- [Things to do]:
(a) Do these statements agree with the Tess of the d'Urbervilles excerpt? Answer yes or no for each and quote the text's deciding words. (i) The Chapter 14 paragraph describes a sunrise in August. (ii) The streams in Blackmoor are described as clear and rapid. (iii) In ancient Egyptian mythology, the sun god was named Helios.
(b) Could you continue the Tess of the d'Urbervilles excerpt, starting right after its last sentence?

- [Page excerpt]:
──────────
Tess of the d'Urbervilles is rich in nature imagery that establishes moods, presents allusions, makes comparisons, suggests the fate of Tess or another character, and presents views of the author. Here are examples:

From Chapter 14

It was a hazy sunrise in August. The denser nocturnal vapours, attacked by the warm beams, were dividing and shrinking into isolated fleeces within hollows and coverts, where they waited till they should be dried away to nothing. The sun, on account of the mist, had a curious sentient, personal look, demanding the masculine pronoun for its adequate expression. His present aspect, coupled with the lack of all human forms in the scene, explained the old-time heliolatries in a moment. One could feel that a saner religion had never prevailed under the sky. The luminary was a golden-haired, beaming, mild-eyed, God-like creature, gazing down in the vigour and intentness of youth upon an earth that was brimming with interest for him. His light, a little later, broke though chinks of cottage shutters, throwing stripes like red-hot pokers upon cupboards, chests of drawers, and other furniture within; and awakening harvesters who were not already astir.
Comment: This paragraph is an extended metaphor in which the narrator personifies the sun.
Heliolatries: Religions that worshipped the sun. In ancient Egyptian mythology, the sun god was named Ra. In ancient Greek mythology, the sun god was named Helios. Beginning in the Fifth Century BC, the Greeks began identifying Apollo as a sun god. 
One . . . sky: This sentence presents the view that "natural" religion is preferable to organized religion.
From Chapter 16
The river itself, which nourished the grass and cows of these renowned dairies, flowed not like the streams in Blackmoor. Those were slow, silent, often turbid; flowing over beds of mud into which the incautious wader might sink and vanish unawares. The Froom waters were clear as the pure River of Life shown to the Evangelist, rapid as the shadow of a cloud, with pebbly shallows that prattled to the sky all day long. There the water-flower was the lily; the crow-foot here.
──────────
- [Supplied material]:
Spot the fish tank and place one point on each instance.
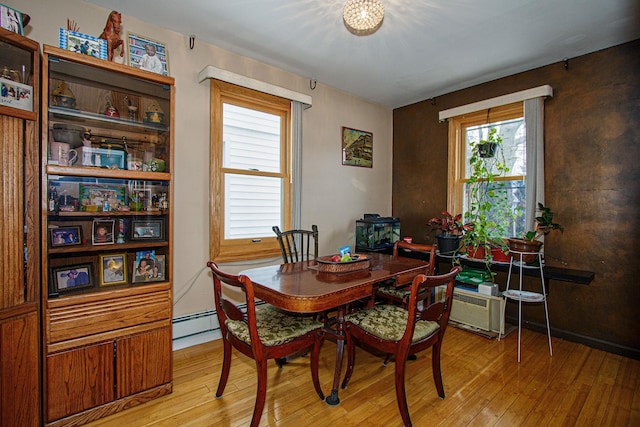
──────────
- [Response list]:
(a)
(i) Yes: "It was a hazy sunrise in August."
(ii) No: "Those were slow, silent, often turbid"
(iii) No: "In ancient Egyptian mythology, the sun god was named Ra."

(b)
.......Either the change in the quality of the air from heavy to light, or the sense of being amid new scenes where there were no invidious eyes upon her, sent up her spirits wonderfully. Her hopes mingled with the sunshine in an ideal photosphere which surrounded her as she
bounded along against the soft south wind. She heard a pleasant voice in every breeze, and in every bird's note seemed to lurk a joy.
Froom . . . Life: Simile.
From . . . cloud: Simile.
Pebbly . . . prattled: Alliteration and personifcation.
Soft south: Alliteration.
Pleasant . . . breeze: Personification.
From Chapter 24
July passed over their heads, and the Thermidorean weather which came in its wake seemed an effort on the part of Nature to match the state of hearts at Talbothays Dairy. The air of the place, so fresh in the spring and early summer, was stagnant and enervating now. Its heavy scents weighed upon them, and at mid-day the landscape seemed lying in a swoon. Ethiopic scorchings browned the upper slopes of the pastures, but there was still bright green herbage here where the watercourses purled. And as Clare was oppressed by the outward heats, so was he burdened inwardly by waxing fervour of passion for the soft and silent Tess.
Thermidorean: Adjective referring to Thermidor, a month in the calendar used during the French Revolution. Thermidor began on July 20 (Gregorian calendar) and ended on August 18.
Effort . . . match: Personification.
Landscape . . . swoon: Personification.
Ethiopic: Adjective referring to the African country of Ethiopia. 
Where the watercourses: Alliteration.
Soft and silent: Alliteration.
From Chapter 29
At first Tess seemed to regard Angel Clare as an intelligence rather than as a man. As such she compared him with herself; and at every discovery of the abundance of his illuminations, of the distance between her own modest mental standpoint and the unmeasurable, Andean altitude of his, she became quite dejected, disheartened from all further effort on her own part whatever.
Andean Altitude: Metaphor and hyperbole comparing Angel's intellect to the altitude of the Andes, a mountain range in South America with the highest peak in the western hemisphere, Mount Aconcagua, which rises 22,831 feet. 
From Chapter 50
Though the air was fresh and keen there was a whisper of spring in it that cheered the workers on. Something in the place, the hours, the crackling fires, the fantastic mysteries of light and shade, made others as well as Tess enjoy being there. Nightfall, which in the frost of winter comes as a fiend and in the warmth of summer as a lover, came as a tranquillizer on this March day.
Air . . . it: Personification.
Mysteries . . . made: Alliteration.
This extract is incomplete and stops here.